**** DOCUMENT EXCERPT

People who struggle with chronic pain, and practitioners who help patients in chronic pain, often can struggle to see the ‘wood for the trees’. What do I mean by that? Let me present to you a new analogy of how we can understand pain better – more importantly, understand your pain better.
Imagine a tree in the forest, and imagine you are the tree. The tree is not flourishing; the leaves don’t look healthy; the flowers are few and don’t look healthy, and the bark is starting to peel away and that doesn’t look healthy either.
What is the problem? Is it the tree? Or something else?
With the lens of traditional medicine, we would be trying to strip off some bark, prune the branches and take away the dead leaves, and maybe cut the unhealthy-looking flowers. Each of these actions would make the tree look prettier but intuitively I can hear you say…this is not just the tree!
If you consider this tree in isolation alone, would that be of any use? If you only addressed its roots but fail to look at the ecosystem around the tree then we have failed that tree. By now you can see that there are so many other reasons we would be looking at: is there enough sunshine, is there enough water, are there enough nutrients in the soil? All of that becomes intuitive when you look at seeing how to make the tree healthy again.
Imagine now that you are the tree and you are not flourishing; why would the traditional role of just trying to symptom-manage your pain using medications or interventions alone be enough? Where is the role for the sunshine, soil, the water and everything that we do for the tree? Why would that not apply to you? We can look at the tree in isolation, or we can look at the entire terrain that it is occupying. Similarly, we can look at you in isolation and do the simple symptomatic treatments, or we can look at the ecosystem that you are part of, and that becomes a more integrative approach of how we need to understand pain, the complexity of pain, and more importantly, understand your pain.
How we need to look at pain now needs to change. This kind of integrative approach is what is becoming necessary; focusing on one aspect is never going to work – it has never worked for the tree and therefore won’t work for you either. We need to look at all of these factors together rather than in isolation. To look at this kind of integrative approach is why I have created the Mindset Framework which essentially brings together a more holistic, integrated lifestyle medicine-based approach to managing the complexity of pain.
I hope this analogy of the wood and the trees helps you understand the complexity of pain, and why looking after the whole woods is much better and more comprehensive than just looking at the tree.

********
**** MATERIAL SHOWN

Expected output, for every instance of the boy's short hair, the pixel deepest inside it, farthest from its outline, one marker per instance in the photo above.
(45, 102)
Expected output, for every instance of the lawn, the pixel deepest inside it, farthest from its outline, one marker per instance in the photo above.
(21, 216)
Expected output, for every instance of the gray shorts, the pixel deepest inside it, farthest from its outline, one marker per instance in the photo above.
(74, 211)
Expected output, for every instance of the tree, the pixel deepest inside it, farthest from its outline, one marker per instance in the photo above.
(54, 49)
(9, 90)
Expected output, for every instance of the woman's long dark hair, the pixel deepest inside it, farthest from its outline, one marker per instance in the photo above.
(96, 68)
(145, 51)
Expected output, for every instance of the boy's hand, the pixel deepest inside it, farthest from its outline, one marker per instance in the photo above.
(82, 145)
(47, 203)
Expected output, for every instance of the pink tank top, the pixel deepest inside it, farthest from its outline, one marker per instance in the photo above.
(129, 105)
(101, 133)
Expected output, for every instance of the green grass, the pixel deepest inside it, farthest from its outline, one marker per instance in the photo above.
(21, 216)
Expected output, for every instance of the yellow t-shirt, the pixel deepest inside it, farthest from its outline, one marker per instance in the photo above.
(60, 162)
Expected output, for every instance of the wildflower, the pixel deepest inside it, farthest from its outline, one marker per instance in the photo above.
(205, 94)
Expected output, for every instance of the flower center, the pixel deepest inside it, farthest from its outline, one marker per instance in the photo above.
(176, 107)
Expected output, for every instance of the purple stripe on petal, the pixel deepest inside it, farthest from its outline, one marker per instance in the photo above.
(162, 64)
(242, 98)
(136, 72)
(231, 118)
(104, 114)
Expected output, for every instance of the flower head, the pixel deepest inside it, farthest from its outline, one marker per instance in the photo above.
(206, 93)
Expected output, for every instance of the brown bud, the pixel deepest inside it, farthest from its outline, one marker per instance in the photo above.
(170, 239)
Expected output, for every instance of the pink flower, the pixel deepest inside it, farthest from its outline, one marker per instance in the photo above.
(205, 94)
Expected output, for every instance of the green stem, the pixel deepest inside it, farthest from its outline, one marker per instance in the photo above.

********

▶ _TASK SET_
a) Answer these questions about the text on chronic pain, one per line:
(i) Which three parts of the tree are described as unhealthy when the tree is first pictured?
(ii) Which three things does the text ask about when it looks at the ecosystem around the tree?
(iii) What is the name of the framework the writer has created?
b) Change the text on chronic pain by writing out everything from "What is the" down to "just the tree!", with "dead leaves" replaced by "withered leaves".
The records have no connection to the text on chronic pain.

▶ _ANSWER SECTION_
a)
(i) The leaves, the flowers and the bark.
(ii) Whether there is enough sunshine, enough water and enough nutrients in the soil.
(iii) The Mindset Framework.

b)
What is the problem? Is it the tree? Or something else?
With the lens of traditional medicine, we would be trying to strip off some bark, prune the branches and take away the withered leaves, and maybe cut the unhealthy-looking flowers. Each of these actions would make the tree look prettier but intuitively I can hear you say…this is not just the tree!